Entries from a point annotation set:
--- Begin ---
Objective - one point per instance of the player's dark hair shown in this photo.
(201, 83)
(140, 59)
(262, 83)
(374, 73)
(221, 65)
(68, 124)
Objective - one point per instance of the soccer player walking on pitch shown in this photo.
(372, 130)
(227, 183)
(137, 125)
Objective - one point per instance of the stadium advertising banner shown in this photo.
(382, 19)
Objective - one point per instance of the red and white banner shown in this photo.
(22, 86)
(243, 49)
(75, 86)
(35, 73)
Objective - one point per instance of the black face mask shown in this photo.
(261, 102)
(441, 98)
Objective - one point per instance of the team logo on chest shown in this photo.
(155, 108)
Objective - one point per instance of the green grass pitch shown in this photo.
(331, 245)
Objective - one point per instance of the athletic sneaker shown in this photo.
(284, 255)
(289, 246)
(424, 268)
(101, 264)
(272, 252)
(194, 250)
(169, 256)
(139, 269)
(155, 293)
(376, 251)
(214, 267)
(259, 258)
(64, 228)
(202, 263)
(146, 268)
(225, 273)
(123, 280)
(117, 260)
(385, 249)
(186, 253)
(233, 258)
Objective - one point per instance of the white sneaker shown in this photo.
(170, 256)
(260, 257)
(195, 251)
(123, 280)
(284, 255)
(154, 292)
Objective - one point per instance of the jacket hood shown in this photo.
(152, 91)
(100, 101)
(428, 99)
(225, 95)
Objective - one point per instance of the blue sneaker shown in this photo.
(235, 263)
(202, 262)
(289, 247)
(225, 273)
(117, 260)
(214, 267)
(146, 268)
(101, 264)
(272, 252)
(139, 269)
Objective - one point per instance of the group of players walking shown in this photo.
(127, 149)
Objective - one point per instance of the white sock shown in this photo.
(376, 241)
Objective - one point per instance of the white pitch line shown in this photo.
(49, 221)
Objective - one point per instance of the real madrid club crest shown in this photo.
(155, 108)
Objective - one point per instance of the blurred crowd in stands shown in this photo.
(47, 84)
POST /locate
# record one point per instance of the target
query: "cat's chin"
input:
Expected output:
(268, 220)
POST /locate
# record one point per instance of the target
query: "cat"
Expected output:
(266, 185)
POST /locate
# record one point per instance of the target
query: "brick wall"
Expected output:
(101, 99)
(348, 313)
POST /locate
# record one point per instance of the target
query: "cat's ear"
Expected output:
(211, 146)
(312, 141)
--- End ---
> [Goal of the exercise]:
Rewrite all of the rows above, replacing every occurrence of "one point per instance" with "a single point for each instance" and leaving everything else unchanged.

> [Problem solution]:
Objective - a single point for each instance of the player's dark hair shown in this photo.
(201, 83)
(140, 59)
(262, 83)
(374, 73)
(221, 65)
(68, 124)
Objective - a single point for each instance of the soccer player walking on pitch shown in this photo.
(372, 130)
(227, 183)
(137, 125)
Objective - a single point for each instance of the stadium advertising banner shown in this photo.
(382, 19)
Objective - a single point for each instance of the red and white banner shown in this photo.
(22, 86)
(243, 49)
(75, 86)
(35, 73)
Objective - a single point for each instance of the black face mask shown in this photo.
(261, 102)
(441, 98)
Objective - a single point for each instance of the team logo on chest shown in this photo.
(155, 108)
Objective - a single point for each instance of the green grass pitch shown in this photo.
(331, 245)
Objective - a single point for each instance of the athletic sneaker shown in this photo.
(284, 255)
(289, 246)
(424, 268)
(101, 264)
(272, 252)
(194, 250)
(169, 256)
(139, 269)
(155, 293)
(376, 251)
(214, 267)
(259, 258)
(64, 228)
(202, 263)
(146, 268)
(225, 273)
(123, 280)
(117, 260)
(385, 249)
(186, 253)
(233, 258)
Objective - a single point for each instance of the white sneaker shown in this photo.
(170, 256)
(260, 257)
(195, 251)
(123, 280)
(284, 255)
(154, 292)
Objective - a single point for each instance of the jacket hood shown in this photo.
(152, 91)
(100, 101)
(428, 99)
(225, 95)
Objective - a single point for each instance of the blue sneaker shown in this photo.
(235, 263)
(202, 262)
(289, 247)
(225, 273)
(117, 260)
(214, 267)
(146, 268)
(101, 264)
(272, 252)
(139, 269)
Objective - a single point for each instance of the group of players walking shown in this photo.
(127, 149)
Objective - a single point for each instance of the white sock shown in this photo.
(376, 241)
Objective - a single point for each instance of the white pitch line shown in this photo.
(49, 221)
Objective - a single point for each instance of the real madrid club crest shown in this photo.
(155, 108)
Objective - a single point for each instance of the blurred crowd in stands shown in this photo.
(47, 84)
POST /locate
# record a single point for each instance of the target
query: "cat's chin"
input:
Expected output:
(268, 220)
POST /locate
# record a single point for each instance of the target
query: "cat"
Expected output:
(266, 185)
POST /locate
# record a single point for each instance of the target
query: "brick wall"
Expected output:
(101, 99)
(348, 313)
POST /locate
# record a single point for each instance of the target
query: "cat's ear"
Expected output:
(211, 146)
(312, 141)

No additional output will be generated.